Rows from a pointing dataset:
+===+

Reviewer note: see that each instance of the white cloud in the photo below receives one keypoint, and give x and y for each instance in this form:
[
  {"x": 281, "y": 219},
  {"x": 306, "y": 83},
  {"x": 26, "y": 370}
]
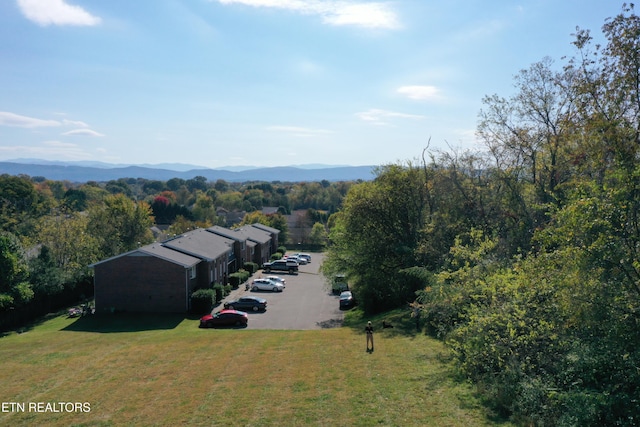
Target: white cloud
[
  {"x": 11, "y": 119},
  {"x": 76, "y": 123},
  {"x": 82, "y": 132},
  {"x": 334, "y": 12},
  {"x": 379, "y": 117},
  {"x": 299, "y": 131},
  {"x": 419, "y": 92},
  {"x": 56, "y": 12}
]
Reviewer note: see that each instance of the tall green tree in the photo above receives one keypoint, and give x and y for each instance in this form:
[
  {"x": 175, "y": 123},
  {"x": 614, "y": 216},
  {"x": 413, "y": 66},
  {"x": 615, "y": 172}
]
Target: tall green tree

+===+

**Required task:** Please rewrite the rows from the line that contains "Reviewer note: see that each instance of the tall" through the last row, substituting "tall oak tree" for every "tall green tree" and leaving everything else unchanged. Return only those lines.

**Answer for this exercise:**
Reviewer note: see that each instance of the tall oak tree in the photo above receives one keypoint, and give x and y for each instance in this form:
[
  {"x": 175, "y": 123},
  {"x": 614, "y": 216},
  {"x": 413, "y": 66},
  {"x": 615, "y": 172}
]
Target: tall oak tree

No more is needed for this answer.